• _Records for this exercise_:
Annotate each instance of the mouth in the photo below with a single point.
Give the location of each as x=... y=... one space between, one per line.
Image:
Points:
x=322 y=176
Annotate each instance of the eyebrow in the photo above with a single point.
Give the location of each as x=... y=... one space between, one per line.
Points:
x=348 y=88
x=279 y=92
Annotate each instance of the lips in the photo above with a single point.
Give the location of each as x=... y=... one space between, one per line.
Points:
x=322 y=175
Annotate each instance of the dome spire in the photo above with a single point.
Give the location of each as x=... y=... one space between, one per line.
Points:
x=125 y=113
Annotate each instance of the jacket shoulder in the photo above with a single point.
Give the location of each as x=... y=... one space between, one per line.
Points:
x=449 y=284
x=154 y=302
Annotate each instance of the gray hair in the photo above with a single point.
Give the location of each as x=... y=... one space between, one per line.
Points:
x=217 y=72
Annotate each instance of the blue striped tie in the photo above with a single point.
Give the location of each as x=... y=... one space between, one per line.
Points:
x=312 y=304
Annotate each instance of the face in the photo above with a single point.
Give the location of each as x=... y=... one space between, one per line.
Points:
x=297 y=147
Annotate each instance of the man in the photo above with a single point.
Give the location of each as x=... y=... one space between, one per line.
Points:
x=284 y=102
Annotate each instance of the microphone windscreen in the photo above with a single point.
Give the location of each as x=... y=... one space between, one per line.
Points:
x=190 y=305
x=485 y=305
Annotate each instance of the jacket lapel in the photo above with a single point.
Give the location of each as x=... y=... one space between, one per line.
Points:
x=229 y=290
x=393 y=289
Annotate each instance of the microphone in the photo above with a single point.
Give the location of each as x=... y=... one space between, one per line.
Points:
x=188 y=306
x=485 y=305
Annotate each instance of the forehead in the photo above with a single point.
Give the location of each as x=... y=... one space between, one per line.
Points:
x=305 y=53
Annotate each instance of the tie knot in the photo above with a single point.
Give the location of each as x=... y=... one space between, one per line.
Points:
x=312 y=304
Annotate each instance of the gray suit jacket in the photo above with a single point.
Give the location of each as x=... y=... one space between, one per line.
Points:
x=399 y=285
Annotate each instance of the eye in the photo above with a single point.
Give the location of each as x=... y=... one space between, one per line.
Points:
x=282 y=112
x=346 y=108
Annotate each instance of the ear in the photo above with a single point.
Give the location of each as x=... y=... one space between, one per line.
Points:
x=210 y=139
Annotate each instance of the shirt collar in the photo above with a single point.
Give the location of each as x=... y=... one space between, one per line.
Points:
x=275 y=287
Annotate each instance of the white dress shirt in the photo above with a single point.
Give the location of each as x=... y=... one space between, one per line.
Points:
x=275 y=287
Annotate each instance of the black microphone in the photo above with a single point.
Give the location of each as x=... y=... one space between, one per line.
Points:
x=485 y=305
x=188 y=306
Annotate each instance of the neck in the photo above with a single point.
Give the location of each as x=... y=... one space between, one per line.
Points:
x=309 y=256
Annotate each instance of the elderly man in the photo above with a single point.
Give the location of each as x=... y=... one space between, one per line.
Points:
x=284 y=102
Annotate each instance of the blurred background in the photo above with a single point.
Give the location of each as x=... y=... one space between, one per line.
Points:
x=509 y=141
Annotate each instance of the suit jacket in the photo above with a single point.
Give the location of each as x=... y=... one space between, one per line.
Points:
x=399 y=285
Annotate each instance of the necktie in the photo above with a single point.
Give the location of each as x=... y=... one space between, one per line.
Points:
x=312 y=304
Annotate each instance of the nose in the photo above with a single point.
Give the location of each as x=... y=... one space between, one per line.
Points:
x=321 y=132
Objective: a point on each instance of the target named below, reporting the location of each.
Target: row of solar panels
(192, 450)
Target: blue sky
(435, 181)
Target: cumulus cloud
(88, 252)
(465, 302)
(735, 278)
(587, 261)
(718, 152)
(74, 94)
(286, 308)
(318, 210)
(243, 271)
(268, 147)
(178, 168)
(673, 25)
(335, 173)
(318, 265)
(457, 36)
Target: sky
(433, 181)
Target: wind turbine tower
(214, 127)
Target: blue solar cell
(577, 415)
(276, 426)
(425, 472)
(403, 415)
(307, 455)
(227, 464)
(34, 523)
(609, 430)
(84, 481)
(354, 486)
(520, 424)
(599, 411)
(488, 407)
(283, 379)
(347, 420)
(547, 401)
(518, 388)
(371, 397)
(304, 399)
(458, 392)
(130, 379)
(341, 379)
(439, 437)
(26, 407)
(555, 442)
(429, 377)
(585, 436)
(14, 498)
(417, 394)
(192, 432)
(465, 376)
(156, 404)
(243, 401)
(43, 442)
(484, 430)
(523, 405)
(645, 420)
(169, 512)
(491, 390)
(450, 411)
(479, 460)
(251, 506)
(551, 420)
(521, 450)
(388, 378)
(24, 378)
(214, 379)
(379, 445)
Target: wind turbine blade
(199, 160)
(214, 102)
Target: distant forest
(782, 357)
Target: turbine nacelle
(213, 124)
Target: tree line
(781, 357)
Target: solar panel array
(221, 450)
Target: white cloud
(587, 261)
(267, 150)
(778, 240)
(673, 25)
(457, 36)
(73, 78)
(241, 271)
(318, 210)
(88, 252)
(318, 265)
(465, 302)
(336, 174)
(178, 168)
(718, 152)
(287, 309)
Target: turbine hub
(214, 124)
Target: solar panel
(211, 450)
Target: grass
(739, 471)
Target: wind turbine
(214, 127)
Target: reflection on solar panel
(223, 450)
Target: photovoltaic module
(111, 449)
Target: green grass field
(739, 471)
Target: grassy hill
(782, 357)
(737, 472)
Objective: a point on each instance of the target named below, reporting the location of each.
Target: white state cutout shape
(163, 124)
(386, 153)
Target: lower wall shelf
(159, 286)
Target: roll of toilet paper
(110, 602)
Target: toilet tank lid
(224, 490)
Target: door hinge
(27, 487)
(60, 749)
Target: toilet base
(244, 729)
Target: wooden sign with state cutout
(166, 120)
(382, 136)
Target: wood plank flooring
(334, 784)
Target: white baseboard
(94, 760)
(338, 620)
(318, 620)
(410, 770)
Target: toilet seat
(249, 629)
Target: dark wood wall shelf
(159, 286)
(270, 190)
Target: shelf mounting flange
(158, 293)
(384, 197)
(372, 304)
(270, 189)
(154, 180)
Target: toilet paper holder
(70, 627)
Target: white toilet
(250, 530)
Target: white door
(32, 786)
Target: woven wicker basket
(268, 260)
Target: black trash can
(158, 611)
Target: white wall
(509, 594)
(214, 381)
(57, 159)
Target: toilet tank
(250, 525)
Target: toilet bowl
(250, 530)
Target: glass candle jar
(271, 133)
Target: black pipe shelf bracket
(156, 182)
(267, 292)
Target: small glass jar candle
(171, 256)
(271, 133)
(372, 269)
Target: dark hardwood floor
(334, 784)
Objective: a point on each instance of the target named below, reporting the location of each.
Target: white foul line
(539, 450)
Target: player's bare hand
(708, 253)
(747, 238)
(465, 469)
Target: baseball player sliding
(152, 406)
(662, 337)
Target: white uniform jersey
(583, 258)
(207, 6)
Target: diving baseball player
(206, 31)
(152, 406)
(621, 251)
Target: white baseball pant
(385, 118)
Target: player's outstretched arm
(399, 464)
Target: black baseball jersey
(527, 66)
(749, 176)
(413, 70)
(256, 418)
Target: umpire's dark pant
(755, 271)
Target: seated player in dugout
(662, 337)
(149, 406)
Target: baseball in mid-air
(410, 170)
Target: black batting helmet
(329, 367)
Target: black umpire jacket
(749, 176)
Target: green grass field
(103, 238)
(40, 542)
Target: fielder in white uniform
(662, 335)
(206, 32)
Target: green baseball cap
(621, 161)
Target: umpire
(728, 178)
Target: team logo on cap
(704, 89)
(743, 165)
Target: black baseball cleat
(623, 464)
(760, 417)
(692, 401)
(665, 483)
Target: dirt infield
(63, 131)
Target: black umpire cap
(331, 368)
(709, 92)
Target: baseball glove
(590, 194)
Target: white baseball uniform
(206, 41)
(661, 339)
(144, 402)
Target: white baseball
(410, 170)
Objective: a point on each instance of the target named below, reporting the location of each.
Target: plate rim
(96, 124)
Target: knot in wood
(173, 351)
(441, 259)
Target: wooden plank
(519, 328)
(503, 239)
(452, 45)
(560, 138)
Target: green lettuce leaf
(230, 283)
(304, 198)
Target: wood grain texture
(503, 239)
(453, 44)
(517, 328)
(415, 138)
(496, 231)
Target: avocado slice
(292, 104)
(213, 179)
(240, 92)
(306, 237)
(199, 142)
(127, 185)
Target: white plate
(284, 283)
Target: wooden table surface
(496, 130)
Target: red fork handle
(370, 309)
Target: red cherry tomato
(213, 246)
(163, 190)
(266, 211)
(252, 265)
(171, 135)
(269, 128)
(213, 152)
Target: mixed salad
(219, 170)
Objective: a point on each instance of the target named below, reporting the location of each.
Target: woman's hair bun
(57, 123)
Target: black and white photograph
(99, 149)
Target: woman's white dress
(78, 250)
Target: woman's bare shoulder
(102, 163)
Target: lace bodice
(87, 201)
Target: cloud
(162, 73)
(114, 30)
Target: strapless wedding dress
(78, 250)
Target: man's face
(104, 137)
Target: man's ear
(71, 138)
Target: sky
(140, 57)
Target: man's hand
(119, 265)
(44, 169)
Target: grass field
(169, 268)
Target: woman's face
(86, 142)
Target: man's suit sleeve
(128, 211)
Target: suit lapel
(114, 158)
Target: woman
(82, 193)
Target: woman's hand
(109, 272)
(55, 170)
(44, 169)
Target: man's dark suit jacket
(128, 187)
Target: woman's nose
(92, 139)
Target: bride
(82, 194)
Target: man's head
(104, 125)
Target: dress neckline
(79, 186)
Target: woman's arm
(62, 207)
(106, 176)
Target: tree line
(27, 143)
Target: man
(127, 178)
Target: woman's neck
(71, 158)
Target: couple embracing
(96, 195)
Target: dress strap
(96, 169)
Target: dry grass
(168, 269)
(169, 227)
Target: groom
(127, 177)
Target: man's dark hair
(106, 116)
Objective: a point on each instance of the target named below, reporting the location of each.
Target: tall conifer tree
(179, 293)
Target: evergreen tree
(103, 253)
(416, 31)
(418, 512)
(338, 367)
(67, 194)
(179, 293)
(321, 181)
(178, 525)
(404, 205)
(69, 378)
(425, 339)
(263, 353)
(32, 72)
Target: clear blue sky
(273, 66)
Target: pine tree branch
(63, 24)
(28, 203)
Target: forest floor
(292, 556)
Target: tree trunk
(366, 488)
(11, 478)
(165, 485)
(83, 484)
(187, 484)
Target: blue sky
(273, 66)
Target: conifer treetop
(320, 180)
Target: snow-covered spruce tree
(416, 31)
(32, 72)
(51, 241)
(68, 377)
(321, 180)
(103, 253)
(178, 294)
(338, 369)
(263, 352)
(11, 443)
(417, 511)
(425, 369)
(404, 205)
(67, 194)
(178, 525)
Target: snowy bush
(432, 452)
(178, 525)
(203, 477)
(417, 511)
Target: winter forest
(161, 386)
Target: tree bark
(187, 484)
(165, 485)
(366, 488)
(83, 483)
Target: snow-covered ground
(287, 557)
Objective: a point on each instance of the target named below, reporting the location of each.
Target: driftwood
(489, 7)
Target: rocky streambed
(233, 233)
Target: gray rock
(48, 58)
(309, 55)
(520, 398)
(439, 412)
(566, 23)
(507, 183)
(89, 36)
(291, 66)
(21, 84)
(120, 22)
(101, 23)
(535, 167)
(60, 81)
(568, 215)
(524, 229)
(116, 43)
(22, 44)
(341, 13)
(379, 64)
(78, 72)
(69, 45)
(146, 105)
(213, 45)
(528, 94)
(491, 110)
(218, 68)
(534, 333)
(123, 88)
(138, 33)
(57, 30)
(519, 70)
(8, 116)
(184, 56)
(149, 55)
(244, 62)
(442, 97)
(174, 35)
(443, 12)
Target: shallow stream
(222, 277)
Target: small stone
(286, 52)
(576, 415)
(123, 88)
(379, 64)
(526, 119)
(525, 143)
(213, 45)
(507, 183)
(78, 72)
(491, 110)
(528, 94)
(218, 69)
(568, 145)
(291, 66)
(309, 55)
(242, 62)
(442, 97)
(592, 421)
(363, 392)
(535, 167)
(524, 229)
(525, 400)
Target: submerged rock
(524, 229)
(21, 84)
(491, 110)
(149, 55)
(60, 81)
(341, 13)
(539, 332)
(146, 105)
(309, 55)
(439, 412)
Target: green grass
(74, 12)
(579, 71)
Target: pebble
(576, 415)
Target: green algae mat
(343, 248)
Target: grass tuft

• _Exercise goal_: Exactly how many lines of the material contain the word "microphone"? Write the number alone.

• _Answer_: 3